● **EXERCISE DESCRIPTION**
Leaving the pictures aside, return all of the data below exactly.

● **RECORDED DATA**
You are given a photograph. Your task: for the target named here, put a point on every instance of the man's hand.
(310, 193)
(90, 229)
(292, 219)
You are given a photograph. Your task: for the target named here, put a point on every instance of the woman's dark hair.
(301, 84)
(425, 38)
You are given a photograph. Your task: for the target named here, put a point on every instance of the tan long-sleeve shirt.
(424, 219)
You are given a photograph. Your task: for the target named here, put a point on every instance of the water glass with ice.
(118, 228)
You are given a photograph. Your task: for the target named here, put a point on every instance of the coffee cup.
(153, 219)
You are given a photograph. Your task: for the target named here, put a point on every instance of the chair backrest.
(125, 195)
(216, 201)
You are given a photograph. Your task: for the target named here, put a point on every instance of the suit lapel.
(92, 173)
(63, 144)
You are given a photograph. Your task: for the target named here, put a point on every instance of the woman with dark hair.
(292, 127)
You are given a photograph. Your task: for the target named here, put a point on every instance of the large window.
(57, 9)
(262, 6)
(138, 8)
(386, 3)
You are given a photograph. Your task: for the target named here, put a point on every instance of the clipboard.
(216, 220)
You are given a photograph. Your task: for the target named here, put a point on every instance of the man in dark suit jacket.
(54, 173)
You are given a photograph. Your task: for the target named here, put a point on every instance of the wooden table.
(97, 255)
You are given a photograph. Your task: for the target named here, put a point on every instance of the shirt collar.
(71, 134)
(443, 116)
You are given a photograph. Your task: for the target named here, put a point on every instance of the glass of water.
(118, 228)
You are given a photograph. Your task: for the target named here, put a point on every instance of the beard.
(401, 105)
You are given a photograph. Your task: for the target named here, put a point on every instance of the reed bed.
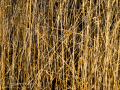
(59, 44)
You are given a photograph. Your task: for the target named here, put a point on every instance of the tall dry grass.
(35, 54)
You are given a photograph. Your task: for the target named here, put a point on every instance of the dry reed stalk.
(34, 53)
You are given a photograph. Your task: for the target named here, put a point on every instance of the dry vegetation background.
(36, 55)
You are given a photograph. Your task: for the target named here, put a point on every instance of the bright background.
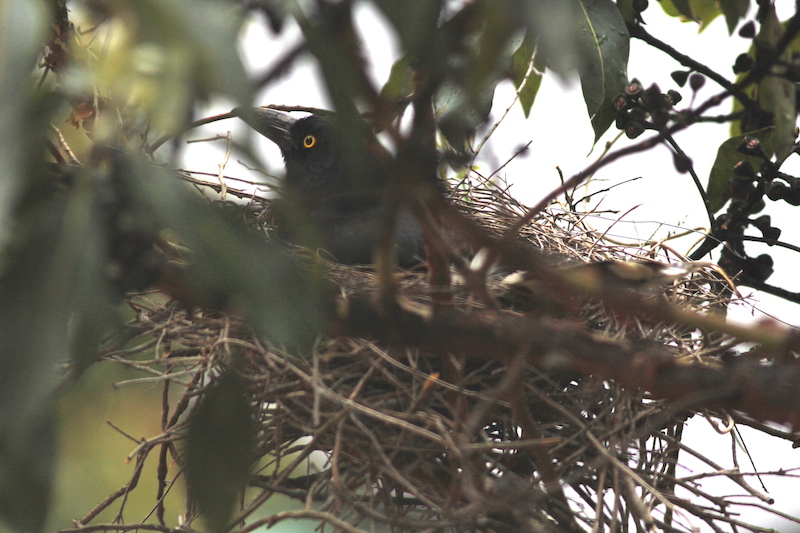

● **RESPONSE TO THE TASK**
You are given a photograph. Your task: for the target named here, put a point on every instance of the man's hand.
(310, 193)
(90, 229)
(292, 219)
You are given a photograph. Your task: for the target named here, put a point on every instance of the woman's dark hair.
(301, 84)
(425, 38)
You are given a photograph. Your task: for the target named here, put a point on every instance of the tan long-sleeve shirt.
(424, 219)
You are given a photograph. Your task: for the target named here, put a point on every instance of the water glass with ice.
(118, 228)
You are given a photograph. Your task: for the target named here, put a point on every instance of the coffee cup.
(153, 219)
You are given a photograph. Your task: for the target named here, put a point on every instance of the chair backrest.
(125, 195)
(216, 201)
You are given a photograph. Your task: for the target named here, put a point on every instance of the suit lapel.
(92, 173)
(63, 144)
You are given a photograph. Your task: for the target named here, put a point on every instance of the woman with dark hair.
(292, 127)
You are given a photograph. Your task: for the target named here, put a point on every instance of the large window.
(57, 9)
(262, 6)
(138, 8)
(386, 3)
You are given a photograph. Your task: for the target named here, put a point on every instance of the clipboard.
(216, 220)
You are given a photograph. Your task: for the target named here, put a point on every instance of the man in dark suit jacket.
(54, 173)
You are given a photograph. Your task: for the target named here, put a point on every instance of the wooden table.
(97, 255)
You are given a photograph. Your task: for the target named here, put a point on every instance of the shirt collar.
(71, 134)
(443, 116)
You are given a photograph. Your task: for the target named here, put a point on every instance of the glass of water.
(118, 228)
You are given a photograph. Your task: for the target named here, put a point on every instance of the beard.
(401, 105)
You are given a photograph. Your task: for the target named here, put a point on every instance of the reed bed.
(59, 44)
You are given a photograph. Your task: for the target named here, put a point on every instance of the tall dry grass.
(35, 54)
You are given a photograph. Your task: for the target named here, put a point on every instance of the dry reed stalk.
(34, 53)
You are given a photograph. Your task: for the target named here, put a point on every instance of the dry vegetation background.
(36, 55)
You are given a photograph. Your task: for the target named here, put a point on every instance of the bright background.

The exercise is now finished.